Directions for this task:
Rewrite all the records below with "Supply" changed to "Upload", keeping every other line as it is.

Dataset extract:

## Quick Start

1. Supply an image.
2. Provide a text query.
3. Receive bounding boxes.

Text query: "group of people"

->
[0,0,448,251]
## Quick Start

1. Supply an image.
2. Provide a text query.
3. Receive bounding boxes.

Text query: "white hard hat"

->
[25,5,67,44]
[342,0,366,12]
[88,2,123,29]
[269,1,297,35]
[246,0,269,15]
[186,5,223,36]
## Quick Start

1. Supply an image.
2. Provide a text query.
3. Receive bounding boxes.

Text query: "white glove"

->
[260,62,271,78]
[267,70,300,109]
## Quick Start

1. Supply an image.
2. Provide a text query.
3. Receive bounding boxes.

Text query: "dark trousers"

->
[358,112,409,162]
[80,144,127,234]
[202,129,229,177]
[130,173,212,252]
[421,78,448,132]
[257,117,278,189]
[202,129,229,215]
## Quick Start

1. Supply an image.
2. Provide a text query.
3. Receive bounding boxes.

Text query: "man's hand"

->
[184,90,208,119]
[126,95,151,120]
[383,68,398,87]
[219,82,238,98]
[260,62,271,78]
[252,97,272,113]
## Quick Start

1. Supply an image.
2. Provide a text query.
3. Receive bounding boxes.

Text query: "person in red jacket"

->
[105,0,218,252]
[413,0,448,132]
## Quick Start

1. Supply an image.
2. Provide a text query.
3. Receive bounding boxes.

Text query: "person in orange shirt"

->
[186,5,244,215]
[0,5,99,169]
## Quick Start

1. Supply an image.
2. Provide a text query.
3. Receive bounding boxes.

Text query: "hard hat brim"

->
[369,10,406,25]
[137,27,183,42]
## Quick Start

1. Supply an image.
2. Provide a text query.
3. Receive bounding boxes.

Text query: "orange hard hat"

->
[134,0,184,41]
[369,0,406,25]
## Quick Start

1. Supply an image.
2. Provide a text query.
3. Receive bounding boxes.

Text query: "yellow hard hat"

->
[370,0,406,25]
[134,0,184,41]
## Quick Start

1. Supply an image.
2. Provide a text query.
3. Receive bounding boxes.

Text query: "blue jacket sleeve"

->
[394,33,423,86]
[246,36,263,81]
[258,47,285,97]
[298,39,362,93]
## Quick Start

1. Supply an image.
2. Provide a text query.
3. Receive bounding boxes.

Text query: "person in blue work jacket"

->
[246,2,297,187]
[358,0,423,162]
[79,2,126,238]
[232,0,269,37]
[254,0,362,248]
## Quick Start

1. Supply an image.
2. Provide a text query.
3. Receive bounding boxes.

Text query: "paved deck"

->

Reply:
## Quick Start

1. Upload an image.
2. Provide a text query.
3. Receive bounding boxes.

Text query: "group of people"

->
[0,0,448,251]
## Quick Start

1. Upload an image.
2. Provide a text query.
3. Receive bounding boxes.

Text query: "white hard hat"

->
[25,5,67,44]
[342,0,366,12]
[88,2,123,29]
[269,1,297,35]
[246,0,269,15]
[186,5,223,36]
## Quick Start

1. Upload an image.
2. Provide a text query.
3. Receive bounding boxes.

Text query: "white glove"

->
[260,62,271,78]
[267,70,300,109]
## Quick Start

1. Upload an image.
2. Provide a text query.
3. Receive bounding boxes.

Text query: "dark trousers"

->
[358,112,409,162]
[80,144,127,234]
[202,129,229,177]
[130,173,212,252]
[421,78,448,132]
[257,117,278,189]
[202,129,229,215]
## Quick Start

1. Upload an image.
2. Provide a text query.
3. Receive bounding boxes.

Text query: "man's hand"

->
[184,90,208,119]
[126,95,151,120]
[383,68,398,87]
[219,82,238,98]
[260,62,271,78]
[252,97,272,113]
## Quick Start

1. Upload an image.
2. Provide a text query.
3. Receive bounding boxes.

Text query: "person in red jacket"

->
[105,0,218,252]
[413,0,448,132]
## Quick Start

1. Upload an image.
2. Provide a text query.
3. Receive bounding boxes.

Text query: "person in orange shirt"

->
[186,5,244,215]
[0,5,99,169]
## Quick Start

1. Upload an image.
2. Provide a text query.
3. Receive bounding boxes.

Text query: "hard hat brim"

->
[369,10,406,25]
[137,27,183,42]
## Quick Start

1. Upload an image.
2. Provide a text query.
3. Receive bounding boxes.

Text query: "orange hard hat"

->
[134,0,184,41]
[369,0,406,25]
## Quick Start

1. Upload an image.
2. Provide a text query.
3. Receive bounding boxes.

Text query: "yellow hard hat"

->
[370,0,406,25]
[134,0,184,41]
## Quick Start

1. Upload an image.
2. Provide a text query.
3. Receive bounding boxes.

Text query: "blue jacket sleeve"

->
[394,33,423,86]
[246,36,263,81]
[258,47,285,97]
[298,39,362,93]
## Quick Start

1. Upload an image.
2. Provide a text query.
3. Receive bounding boxes.

Text query: "person in blue work jacket"

->
[246,2,297,187]
[358,0,423,162]
[79,2,126,238]
[232,0,269,37]
[254,0,362,248]
## Quick Start

1. Upload an image.
2. Provide a text query.
3. Receive bounding boxes.

Text query: "paved deck"

->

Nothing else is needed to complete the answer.